● **Task brief**
Can you return, word for word, the stretch of items that opens with the line containing "Pick out the red" and closes with the line containing "<point>896,366</point>", both of those lines included?
─── Extracted entries
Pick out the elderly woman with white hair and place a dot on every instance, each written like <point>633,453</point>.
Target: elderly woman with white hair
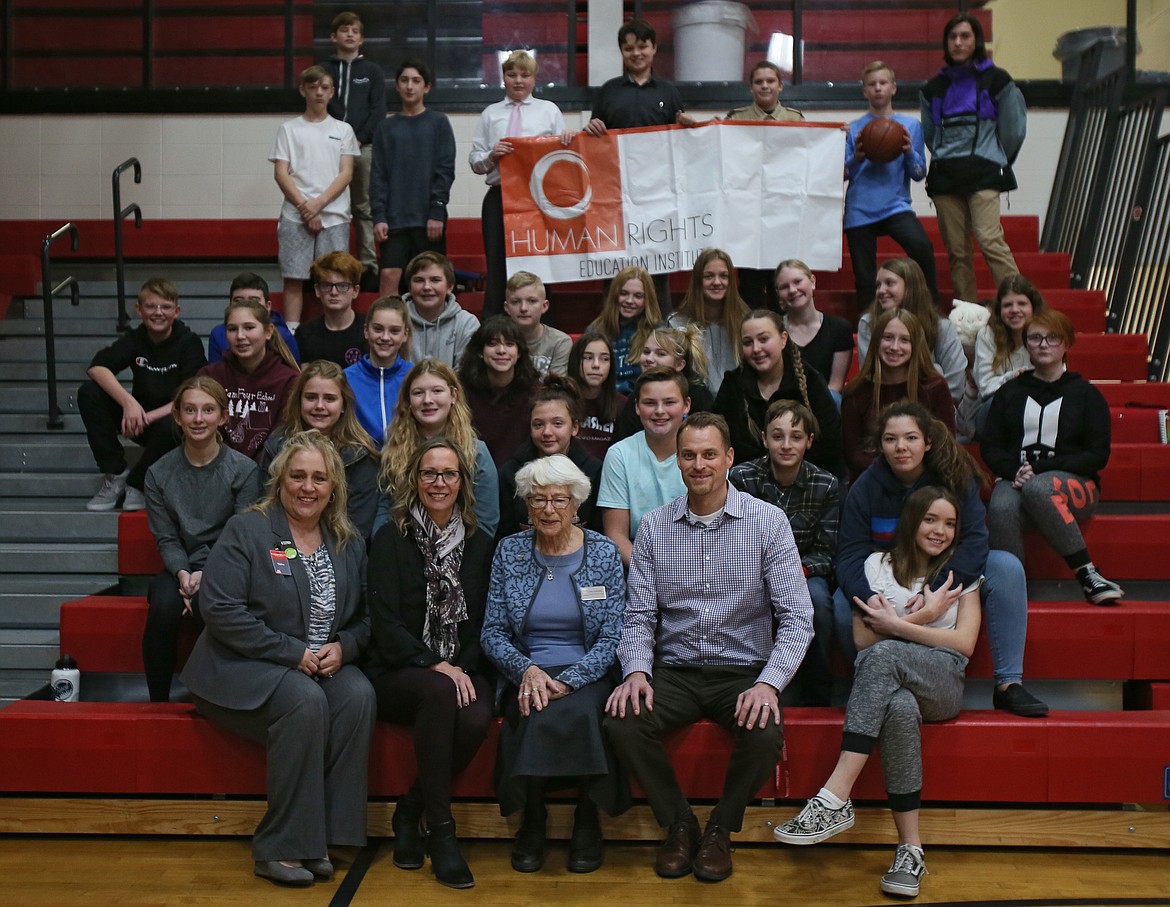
<point>553,616</point>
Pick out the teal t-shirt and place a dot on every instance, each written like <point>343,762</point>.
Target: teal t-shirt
<point>633,479</point>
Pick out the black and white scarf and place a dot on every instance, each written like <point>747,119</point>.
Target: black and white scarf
<point>442,556</point>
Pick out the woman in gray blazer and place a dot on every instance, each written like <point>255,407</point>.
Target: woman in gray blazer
<point>282,599</point>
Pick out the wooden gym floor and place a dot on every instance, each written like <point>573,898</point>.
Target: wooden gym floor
<point>98,870</point>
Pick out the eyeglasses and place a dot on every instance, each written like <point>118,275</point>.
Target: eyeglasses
<point>559,502</point>
<point>1044,339</point>
<point>429,476</point>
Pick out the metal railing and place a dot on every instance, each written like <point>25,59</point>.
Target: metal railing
<point>119,215</point>
<point>1143,283</point>
<point>48,290</point>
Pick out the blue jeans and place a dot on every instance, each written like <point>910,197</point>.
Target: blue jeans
<point>1004,595</point>
<point>813,681</point>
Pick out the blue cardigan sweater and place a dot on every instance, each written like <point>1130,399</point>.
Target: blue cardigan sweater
<point>516,579</point>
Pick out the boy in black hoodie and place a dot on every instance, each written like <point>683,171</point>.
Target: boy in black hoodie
<point>160,352</point>
<point>359,98</point>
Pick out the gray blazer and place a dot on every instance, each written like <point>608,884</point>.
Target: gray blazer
<point>257,620</point>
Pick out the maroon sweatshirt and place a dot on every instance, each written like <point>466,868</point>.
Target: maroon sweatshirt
<point>255,400</point>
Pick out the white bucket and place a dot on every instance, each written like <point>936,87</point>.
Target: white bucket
<point>709,41</point>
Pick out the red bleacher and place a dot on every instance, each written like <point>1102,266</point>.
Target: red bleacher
<point>1072,756</point>
<point>1102,757</point>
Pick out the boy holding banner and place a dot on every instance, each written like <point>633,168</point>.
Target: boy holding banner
<point>518,114</point>
<point>638,98</point>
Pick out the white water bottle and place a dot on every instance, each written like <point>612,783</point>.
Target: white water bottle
<point>66,680</point>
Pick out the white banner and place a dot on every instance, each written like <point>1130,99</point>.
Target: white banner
<point>656,197</point>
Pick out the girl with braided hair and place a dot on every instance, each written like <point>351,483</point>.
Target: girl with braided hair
<point>682,350</point>
<point>772,370</point>
<point>896,366</point>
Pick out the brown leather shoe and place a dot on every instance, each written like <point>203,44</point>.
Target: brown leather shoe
<point>676,856</point>
<point>713,861</point>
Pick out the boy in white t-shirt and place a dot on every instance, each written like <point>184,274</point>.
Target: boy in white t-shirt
<point>525,301</point>
<point>314,157</point>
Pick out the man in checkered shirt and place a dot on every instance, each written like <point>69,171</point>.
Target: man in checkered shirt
<point>710,574</point>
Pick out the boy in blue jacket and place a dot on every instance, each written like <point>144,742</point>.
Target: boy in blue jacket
<point>878,200</point>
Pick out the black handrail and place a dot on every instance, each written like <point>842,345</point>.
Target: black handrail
<point>121,214</point>
<point>48,290</point>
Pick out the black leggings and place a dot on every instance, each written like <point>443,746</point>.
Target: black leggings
<point>160,637</point>
<point>446,736</point>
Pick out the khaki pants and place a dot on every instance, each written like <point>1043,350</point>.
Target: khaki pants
<point>959,219</point>
<point>359,206</point>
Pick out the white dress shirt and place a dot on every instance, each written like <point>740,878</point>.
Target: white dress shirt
<point>538,117</point>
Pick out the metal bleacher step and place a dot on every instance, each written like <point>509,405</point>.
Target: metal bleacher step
<point>69,373</point>
<point>81,486</point>
<point>33,609</point>
<point>36,648</point>
<point>33,424</point>
<point>19,684</point>
<point>68,349</point>
<point>62,557</point>
<point>68,454</point>
<point>53,526</point>
<point>67,585</point>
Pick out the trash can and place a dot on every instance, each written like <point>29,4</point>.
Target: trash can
<point>709,41</point>
<point>1073,45</point>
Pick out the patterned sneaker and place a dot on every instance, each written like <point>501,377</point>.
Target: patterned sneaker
<point>112,488</point>
<point>906,872</point>
<point>814,823</point>
<point>1098,590</point>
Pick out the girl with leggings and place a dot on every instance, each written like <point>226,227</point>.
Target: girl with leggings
<point>1047,439</point>
<point>191,493</point>
<point>914,645</point>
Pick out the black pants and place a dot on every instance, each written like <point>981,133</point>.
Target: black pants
<point>446,736</point>
<point>907,231</point>
<point>102,417</point>
<point>683,695</point>
<point>160,637</point>
<point>491,221</point>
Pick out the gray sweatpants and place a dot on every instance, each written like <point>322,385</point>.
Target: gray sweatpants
<point>1054,502</point>
<point>896,686</point>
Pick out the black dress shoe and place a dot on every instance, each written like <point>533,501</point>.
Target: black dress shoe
<point>322,868</point>
<point>277,872</point>
<point>410,845</point>
<point>528,849</point>
<point>713,861</point>
<point>585,852</point>
<point>1018,701</point>
<point>446,860</point>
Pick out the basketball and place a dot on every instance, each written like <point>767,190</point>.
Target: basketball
<point>881,139</point>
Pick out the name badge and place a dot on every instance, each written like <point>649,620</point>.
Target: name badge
<point>281,565</point>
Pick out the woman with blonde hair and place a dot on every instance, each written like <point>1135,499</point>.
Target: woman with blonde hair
<point>902,284</point>
<point>256,372</point>
<point>630,311</point>
<point>714,303</point>
<point>825,341</point>
<point>427,584</point>
<point>432,404</point>
<point>896,368</point>
<point>682,350</point>
<point>322,399</point>
<point>191,493</point>
<point>282,599</point>
<point>773,370</point>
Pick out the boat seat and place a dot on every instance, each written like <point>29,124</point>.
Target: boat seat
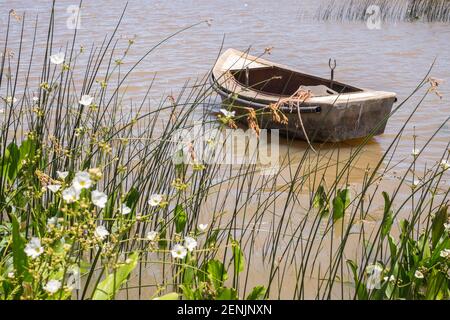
<point>319,90</point>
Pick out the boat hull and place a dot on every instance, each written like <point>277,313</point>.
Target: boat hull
<point>323,122</point>
<point>346,113</point>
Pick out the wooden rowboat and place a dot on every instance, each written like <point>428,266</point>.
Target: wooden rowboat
<point>332,112</point>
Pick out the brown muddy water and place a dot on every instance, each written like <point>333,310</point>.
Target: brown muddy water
<point>393,58</point>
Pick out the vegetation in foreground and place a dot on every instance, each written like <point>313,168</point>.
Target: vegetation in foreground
<point>93,207</point>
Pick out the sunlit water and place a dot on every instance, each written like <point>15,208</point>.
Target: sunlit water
<point>393,58</point>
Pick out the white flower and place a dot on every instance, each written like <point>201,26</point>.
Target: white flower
<point>33,248</point>
<point>82,180</point>
<point>155,200</point>
<point>86,100</point>
<point>445,253</point>
<point>151,235</point>
<point>11,99</point>
<point>99,198</point>
<point>53,187</point>
<point>71,194</point>
<point>73,280</point>
<point>178,251</point>
<point>101,232</point>
<point>390,279</point>
<point>125,209</point>
<point>374,273</point>
<point>51,222</point>
<point>227,114</point>
<point>62,174</point>
<point>190,243</point>
<point>447,227</point>
<point>415,182</point>
<point>445,164</point>
<point>52,286</point>
<point>57,58</point>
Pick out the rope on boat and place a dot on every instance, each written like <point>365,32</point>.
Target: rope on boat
<point>296,99</point>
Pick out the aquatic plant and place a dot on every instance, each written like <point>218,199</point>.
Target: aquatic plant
<point>399,10</point>
<point>93,205</point>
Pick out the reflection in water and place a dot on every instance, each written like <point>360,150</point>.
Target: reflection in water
<point>394,58</point>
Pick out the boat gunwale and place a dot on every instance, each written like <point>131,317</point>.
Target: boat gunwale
<point>262,97</point>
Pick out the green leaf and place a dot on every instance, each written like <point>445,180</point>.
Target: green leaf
<point>437,227</point>
<point>180,218</point>
<point>338,209</point>
<point>257,293</point>
<point>108,288</point>
<point>238,257</point>
<point>162,243</point>
<point>18,245</point>
<point>227,294</point>
<point>11,161</point>
<point>320,198</point>
<point>132,198</point>
<point>387,217</point>
<point>340,203</point>
<point>168,296</point>
<point>216,273</point>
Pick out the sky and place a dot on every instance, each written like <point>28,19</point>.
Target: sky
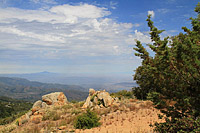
<point>83,36</point>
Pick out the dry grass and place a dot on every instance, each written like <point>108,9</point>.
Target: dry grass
<point>131,116</point>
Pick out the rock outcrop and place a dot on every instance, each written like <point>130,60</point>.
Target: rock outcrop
<point>55,98</point>
<point>98,99</point>
<point>38,108</point>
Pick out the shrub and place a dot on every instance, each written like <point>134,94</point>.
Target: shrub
<point>123,93</point>
<point>87,120</point>
<point>172,76</point>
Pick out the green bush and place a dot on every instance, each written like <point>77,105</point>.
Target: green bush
<point>87,120</point>
<point>123,93</point>
<point>170,78</point>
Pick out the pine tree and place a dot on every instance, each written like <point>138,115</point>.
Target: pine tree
<point>171,78</point>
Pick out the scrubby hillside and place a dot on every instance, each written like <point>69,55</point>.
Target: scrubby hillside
<point>55,114</point>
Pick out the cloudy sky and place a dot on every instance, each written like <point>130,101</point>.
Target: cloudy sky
<point>82,36</point>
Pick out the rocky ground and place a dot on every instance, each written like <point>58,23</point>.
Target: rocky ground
<point>55,114</point>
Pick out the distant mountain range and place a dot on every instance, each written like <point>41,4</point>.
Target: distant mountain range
<point>111,83</point>
<point>24,89</point>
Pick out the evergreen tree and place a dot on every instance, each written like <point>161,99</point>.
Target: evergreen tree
<point>171,78</point>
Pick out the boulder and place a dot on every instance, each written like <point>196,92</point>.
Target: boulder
<point>105,96</point>
<point>54,98</point>
<point>87,103</point>
<point>36,106</point>
<point>91,91</point>
<point>36,118</point>
<point>98,98</point>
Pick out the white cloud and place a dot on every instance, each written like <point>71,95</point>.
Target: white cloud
<point>57,14</point>
<point>151,13</point>
<point>43,1</point>
<point>66,31</point>
<point>113,4</point>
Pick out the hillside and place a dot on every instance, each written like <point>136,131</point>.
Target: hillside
<point>10,109</point>
<point>125,115</point>
<point>19,88</point>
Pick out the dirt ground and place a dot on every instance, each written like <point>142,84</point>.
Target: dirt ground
<point>136,121</point>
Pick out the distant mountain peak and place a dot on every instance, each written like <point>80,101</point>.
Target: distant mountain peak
<point>45,72</point>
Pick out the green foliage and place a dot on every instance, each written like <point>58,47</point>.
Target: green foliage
<point>87,120</point>
<point>123,93</point>
<point>171,79</point>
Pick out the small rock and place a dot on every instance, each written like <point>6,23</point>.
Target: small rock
<point>91,91</point>
<point>62,127</point>
<point>56,97</point>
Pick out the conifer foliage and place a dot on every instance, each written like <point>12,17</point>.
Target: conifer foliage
<point>171,78</point>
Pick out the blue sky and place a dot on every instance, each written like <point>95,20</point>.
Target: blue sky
<point>82,37</point>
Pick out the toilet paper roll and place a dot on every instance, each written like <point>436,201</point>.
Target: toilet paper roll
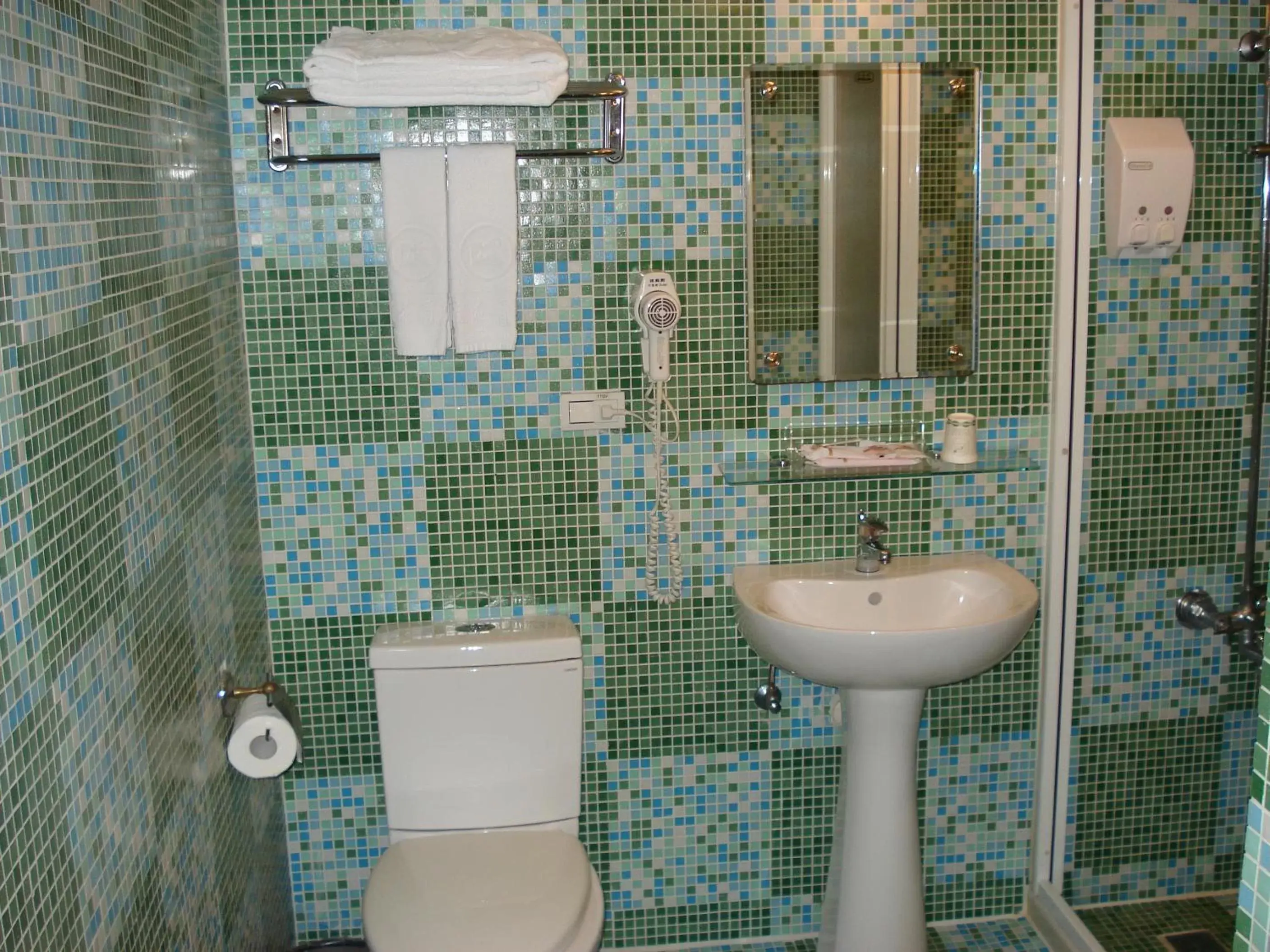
<point>263,743</point>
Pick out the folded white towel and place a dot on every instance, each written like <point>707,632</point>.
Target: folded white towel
<point>865,453</point>
<point>864,462</point>
<point>416,239</point>
<point>483,247</point>
<point>487,65</point>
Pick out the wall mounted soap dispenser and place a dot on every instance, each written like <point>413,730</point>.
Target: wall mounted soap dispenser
<point>1150,172</point>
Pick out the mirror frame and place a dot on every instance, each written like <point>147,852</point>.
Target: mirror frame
<point>754,360</point>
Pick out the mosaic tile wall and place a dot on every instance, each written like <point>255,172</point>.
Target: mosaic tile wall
<point>1252,917</point>
<point>390,486</point>
<point>1165,718</point>
<point>129,550</point>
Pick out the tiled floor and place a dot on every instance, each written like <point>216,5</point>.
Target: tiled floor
<point>1137,927</point>
<point>996,936</point>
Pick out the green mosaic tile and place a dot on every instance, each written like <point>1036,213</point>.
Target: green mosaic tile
<point>326,665</point>
<point>804,783</point>
<point>679,679</point>
<point>1147,794</point>
<point>1145,472</point>
<point>675,38</point>
<point>326,367</point>
<point>512,517</point>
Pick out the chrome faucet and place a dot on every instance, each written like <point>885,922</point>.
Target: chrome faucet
<point>872,555</point>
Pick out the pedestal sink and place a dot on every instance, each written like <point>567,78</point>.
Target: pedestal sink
<point>883,639</point>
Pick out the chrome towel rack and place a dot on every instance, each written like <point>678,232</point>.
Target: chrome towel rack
<point>279,100</point>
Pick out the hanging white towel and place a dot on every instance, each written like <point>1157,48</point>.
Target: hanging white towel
<point>487,65</point>
<point>416,239</point>
<point>483,247</point>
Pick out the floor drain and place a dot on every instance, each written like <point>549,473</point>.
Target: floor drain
<point>1202,941</point>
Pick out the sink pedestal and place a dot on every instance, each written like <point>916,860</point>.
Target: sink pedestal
<point>874,900</point>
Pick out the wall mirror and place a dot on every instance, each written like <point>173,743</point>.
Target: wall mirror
<point>863,201</point>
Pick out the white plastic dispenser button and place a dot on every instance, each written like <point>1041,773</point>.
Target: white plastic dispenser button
<point>594,410</point>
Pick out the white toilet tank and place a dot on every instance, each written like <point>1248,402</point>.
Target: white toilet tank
<point>480,723</point>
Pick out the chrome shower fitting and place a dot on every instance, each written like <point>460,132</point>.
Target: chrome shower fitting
<point>1244,627</point>
<point>768,697</point>
<point>1254,46</point>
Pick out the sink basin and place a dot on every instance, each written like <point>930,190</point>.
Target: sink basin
<point>919,622</point>
<point>884,639</point>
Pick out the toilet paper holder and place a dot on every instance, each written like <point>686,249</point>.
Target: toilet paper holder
<point>275,695</point>
<point>229,692</point>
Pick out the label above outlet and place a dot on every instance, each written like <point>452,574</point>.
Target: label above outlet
<point>594,410</point>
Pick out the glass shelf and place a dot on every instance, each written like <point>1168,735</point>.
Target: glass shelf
<point>751,472</point>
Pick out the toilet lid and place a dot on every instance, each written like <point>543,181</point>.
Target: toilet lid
<point>522,892</point>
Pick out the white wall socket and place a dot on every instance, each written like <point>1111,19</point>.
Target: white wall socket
<point>594,410</point>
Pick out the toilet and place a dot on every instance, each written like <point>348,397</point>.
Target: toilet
<point>480,733</point>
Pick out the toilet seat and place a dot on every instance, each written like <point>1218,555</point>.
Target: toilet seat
<point>502,892</point>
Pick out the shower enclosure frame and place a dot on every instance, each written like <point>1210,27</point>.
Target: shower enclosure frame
<point>1045,906</point>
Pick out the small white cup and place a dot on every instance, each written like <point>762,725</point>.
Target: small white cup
<point>961,439</point>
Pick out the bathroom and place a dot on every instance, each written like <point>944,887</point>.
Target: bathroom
<point>212,455</point>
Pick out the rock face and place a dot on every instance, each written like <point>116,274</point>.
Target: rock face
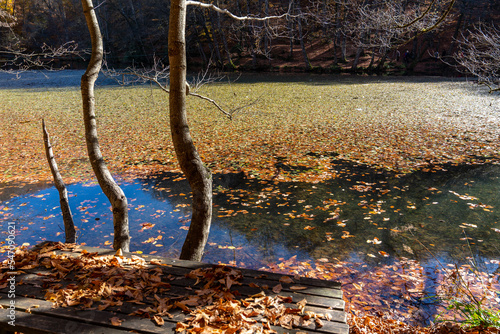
<point>449,327</point>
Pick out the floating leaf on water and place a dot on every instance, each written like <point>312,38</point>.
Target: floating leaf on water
<point>384,254</point>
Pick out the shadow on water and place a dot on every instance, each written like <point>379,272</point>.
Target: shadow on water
<point>360,213</point>
<point>363,215</point>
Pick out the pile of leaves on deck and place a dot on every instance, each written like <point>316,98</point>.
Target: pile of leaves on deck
<point>110,280</point>
<point>107,281</point>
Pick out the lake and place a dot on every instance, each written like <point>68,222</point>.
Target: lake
<point>384,184</point>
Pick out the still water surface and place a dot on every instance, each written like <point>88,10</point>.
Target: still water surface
<point>364,215</point>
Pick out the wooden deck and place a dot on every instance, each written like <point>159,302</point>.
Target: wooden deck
<point>178,286</point>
──────
● **Exercise response**
Pick out the red bleacher and place a dot on every instance, each written like <point>1102,266</point>.
Target: red bleacher
<point>1072,756</point>
<point>1102,757</point>
Pick out the boy holding banner and place a dot on every instance, each written like <point>633,168</point>.
Target: boy holding banner
<point>518,114</point>
<point>638,98</point>
Pick out the white water bottle and place a dot on every instance, each written like <point>612,783</point>.
Target: white water bottle
<point>66,680</point>
Pick out the white banner and place a dot on every instance, each written like <point>1130,99</point>.
Target: white banner
<point>656,197</point>
Pick out the girl with braided hair and place a dot on every instance, each written like <point>351,483</point>.
Target: girl with braided hair
<point>682,350</point>
<point>772,370</point>
<point>896,366</point>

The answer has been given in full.